>>

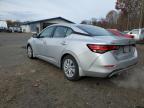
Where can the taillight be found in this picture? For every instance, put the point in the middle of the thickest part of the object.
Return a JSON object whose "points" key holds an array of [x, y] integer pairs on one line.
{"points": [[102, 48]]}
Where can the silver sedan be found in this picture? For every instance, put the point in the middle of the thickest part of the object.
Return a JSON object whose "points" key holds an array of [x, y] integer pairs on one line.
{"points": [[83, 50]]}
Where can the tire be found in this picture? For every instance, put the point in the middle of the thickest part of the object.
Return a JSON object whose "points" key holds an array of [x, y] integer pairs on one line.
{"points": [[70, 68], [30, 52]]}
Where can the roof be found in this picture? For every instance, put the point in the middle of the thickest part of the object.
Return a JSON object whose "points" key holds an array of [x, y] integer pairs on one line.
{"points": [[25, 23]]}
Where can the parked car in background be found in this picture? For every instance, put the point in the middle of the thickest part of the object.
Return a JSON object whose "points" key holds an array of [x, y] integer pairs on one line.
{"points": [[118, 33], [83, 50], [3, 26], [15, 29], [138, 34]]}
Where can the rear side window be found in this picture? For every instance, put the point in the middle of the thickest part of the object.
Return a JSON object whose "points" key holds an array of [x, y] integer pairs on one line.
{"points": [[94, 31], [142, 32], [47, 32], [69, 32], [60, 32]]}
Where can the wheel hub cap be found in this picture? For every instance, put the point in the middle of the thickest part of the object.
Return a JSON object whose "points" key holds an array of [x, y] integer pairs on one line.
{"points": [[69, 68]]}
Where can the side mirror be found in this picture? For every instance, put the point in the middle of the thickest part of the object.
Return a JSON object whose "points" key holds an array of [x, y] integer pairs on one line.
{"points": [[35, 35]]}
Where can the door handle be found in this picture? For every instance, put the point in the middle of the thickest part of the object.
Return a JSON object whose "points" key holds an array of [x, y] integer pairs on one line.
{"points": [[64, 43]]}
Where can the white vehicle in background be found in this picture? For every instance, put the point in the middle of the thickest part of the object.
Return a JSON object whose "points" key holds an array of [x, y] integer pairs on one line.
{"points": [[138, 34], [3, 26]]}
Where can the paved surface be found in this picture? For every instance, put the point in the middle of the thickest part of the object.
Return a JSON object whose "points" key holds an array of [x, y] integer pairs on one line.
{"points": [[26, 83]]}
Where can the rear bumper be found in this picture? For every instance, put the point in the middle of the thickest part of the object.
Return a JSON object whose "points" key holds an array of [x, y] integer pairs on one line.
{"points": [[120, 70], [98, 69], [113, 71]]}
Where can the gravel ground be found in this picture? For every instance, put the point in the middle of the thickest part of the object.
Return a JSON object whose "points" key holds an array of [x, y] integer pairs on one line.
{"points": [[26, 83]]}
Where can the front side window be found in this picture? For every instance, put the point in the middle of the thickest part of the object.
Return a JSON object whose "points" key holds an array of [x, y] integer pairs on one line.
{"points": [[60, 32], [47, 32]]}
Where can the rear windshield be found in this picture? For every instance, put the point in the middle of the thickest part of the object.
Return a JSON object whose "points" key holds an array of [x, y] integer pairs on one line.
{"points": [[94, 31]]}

<<
>>

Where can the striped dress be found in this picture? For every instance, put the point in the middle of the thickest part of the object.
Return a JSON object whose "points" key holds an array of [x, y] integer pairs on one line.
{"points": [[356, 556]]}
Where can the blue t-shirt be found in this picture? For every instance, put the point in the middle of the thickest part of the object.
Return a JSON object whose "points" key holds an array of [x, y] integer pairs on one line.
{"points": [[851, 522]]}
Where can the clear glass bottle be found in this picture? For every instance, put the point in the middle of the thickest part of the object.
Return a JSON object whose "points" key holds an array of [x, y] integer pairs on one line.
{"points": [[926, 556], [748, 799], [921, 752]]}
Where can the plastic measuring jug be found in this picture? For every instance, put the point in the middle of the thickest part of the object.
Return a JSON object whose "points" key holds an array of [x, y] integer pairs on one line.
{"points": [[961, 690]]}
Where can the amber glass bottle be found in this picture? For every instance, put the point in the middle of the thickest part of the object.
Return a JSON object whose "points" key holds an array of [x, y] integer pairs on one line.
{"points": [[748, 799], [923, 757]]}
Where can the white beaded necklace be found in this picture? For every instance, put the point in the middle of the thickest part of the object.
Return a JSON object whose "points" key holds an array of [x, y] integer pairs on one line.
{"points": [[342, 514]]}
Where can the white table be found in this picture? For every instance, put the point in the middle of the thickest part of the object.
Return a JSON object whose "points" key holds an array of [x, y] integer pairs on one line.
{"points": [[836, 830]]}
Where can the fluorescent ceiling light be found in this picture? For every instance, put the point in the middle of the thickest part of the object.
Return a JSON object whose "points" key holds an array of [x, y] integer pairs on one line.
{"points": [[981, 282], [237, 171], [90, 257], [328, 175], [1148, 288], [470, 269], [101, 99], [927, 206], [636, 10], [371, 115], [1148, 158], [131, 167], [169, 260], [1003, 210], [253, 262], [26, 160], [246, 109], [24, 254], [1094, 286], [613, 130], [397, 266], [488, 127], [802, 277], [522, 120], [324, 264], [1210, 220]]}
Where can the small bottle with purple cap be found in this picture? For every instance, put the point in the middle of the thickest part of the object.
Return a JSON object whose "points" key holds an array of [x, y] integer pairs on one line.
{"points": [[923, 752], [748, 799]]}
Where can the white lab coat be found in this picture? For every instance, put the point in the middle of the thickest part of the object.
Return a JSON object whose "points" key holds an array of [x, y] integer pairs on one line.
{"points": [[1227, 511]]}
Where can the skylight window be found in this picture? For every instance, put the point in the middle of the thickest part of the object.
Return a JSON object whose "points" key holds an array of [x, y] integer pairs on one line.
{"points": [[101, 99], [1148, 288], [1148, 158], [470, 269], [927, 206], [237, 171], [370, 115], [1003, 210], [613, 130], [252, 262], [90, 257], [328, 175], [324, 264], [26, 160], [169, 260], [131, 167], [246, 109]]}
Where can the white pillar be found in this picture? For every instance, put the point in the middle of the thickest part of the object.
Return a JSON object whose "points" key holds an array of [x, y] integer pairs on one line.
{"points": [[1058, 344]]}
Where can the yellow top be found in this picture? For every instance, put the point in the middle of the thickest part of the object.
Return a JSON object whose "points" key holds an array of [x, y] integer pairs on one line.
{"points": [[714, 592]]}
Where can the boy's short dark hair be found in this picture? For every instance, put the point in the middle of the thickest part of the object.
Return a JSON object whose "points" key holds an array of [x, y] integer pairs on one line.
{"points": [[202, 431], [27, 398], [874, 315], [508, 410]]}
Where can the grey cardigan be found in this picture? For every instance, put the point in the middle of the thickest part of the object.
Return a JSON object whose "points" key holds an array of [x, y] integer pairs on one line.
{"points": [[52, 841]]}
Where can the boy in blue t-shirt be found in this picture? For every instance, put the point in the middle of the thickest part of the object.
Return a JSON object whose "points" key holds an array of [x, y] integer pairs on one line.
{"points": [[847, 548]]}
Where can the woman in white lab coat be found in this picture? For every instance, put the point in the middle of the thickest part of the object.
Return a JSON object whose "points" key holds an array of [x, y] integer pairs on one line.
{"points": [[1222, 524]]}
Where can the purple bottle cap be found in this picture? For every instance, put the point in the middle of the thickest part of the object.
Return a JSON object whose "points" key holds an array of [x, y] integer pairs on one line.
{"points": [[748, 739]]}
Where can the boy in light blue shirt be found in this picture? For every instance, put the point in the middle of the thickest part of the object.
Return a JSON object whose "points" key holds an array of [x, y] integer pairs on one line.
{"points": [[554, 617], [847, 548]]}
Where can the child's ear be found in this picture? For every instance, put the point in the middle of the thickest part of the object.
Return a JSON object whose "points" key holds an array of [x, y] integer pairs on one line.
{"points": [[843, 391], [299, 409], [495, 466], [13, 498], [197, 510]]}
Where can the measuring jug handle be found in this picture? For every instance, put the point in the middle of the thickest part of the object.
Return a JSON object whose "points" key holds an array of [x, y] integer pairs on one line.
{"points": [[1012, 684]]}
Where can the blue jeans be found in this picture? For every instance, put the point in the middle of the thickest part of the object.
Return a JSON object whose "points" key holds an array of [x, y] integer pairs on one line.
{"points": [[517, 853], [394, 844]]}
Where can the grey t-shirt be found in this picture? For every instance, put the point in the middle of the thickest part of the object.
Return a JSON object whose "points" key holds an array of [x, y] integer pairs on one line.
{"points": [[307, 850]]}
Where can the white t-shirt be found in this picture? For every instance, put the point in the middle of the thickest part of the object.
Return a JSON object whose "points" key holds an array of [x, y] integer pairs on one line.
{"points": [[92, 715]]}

<<

Going line by line through the entries above, count each line that has the word "grey", then state the count alone.

### THE ANSWER
2